> [Texte source]:

Christine Pollard me donne quelques exemples de la manière dont le thérapeute adapte son approche en fonction des besoins des patients. Les personnes avec lesquelles elle travaille dans les jardins communautaires souffrent habituellement de dépendance aux drogues, de dépression, d’anxiété ou d’autres troubles mentaux.
«Lorsqu’un personne s’inscrit au programme, je commence par faire une évaluation de base. À partir de là, je ferai appel à diverses approches dont je peux mesurer l’impact.» Par exemple, si quelqu’un souhaite se sevrer d’une dépendance, elle pourra l’aider à déterrer une plante poussant dans un sol pauvre pour la transplanter dans un terreau plus riche tout en parlant avec elle des besoins de la plante, de ce qui la maintiendra en vie. «En lui servant la métaphore de la plante, j’ouvre la porte à son processus de changement.»
«Chaque fois qu’il m’apercevait, un homme souffrant d’anxiété sociale filait entre les bâtiments, poursuit-elle. Peu à peu, j’ai pu me rapprocher de lui, gagnant quelques mètres de fois en fois. A la fin, il était capable de me poser des questions en me regardant droit dans les yeux. Il avait un travail à faire, il avait un but, on avait besoin de lui, et une grande partie de son anxiété est tombée simplement parce que nous travaillions côte à côte à atteindre ce but. »

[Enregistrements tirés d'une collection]
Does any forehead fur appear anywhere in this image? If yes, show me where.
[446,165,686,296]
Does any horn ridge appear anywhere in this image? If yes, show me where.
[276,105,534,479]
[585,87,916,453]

> [Travail à faire]:
#1 Reproduisez à l'identique le passage du texte source compris entre « Christine Pollard me » et « d’autres troubles mentaux. », bornes incluses.
#2 D'après le texte source, pourquoi une grande partie de l'anxiété de l'homme souffrant d'anxiété sociale est-elle tombée ? Répondez en une à trois phrases.
#3 Répondez, s'il vous plaît, à ces questions sur le texte source :
(a) Par quoi la thérapeute commence-t-elle lorsqu'une personne s'inscrit au programme ?
(b) De quoi souffrent habituellement les personnes avec lesquelles elle travaille dans les jardins communautaires ?
(c) Que faisait l'homme souffrant d'anxiété sociale chaque fois qu'il l'apercevait ?
La liste n'a aucun rôle dans ce travail.

> [Réponses par tâche]:
#1
Christine Pollard me donne quelques exemples de la manière dont le thérapeute adapte son approche en fonction des besoins des patients. Les personnes avec lesquelles elle travaille dans les jardins communautaires souffrent habituellement de dépendance aux drogues, de dépression, d’anxiété ou d’autres troubles mentaux.

#2 Une grande partie de son anxiété est tombée simplement parce que lui et la thérapeute travaillaient côte à côte à atteindre un but. Il avait un travail à faire, il avait un but et on avait besoin de lui.

#3
(a) Par une évaluation de base.
(b) De dépendance aux drogues, de dépression, d'anxiété ou d'autres troubles mentaux.
(c) Il filait entre les bâtiments.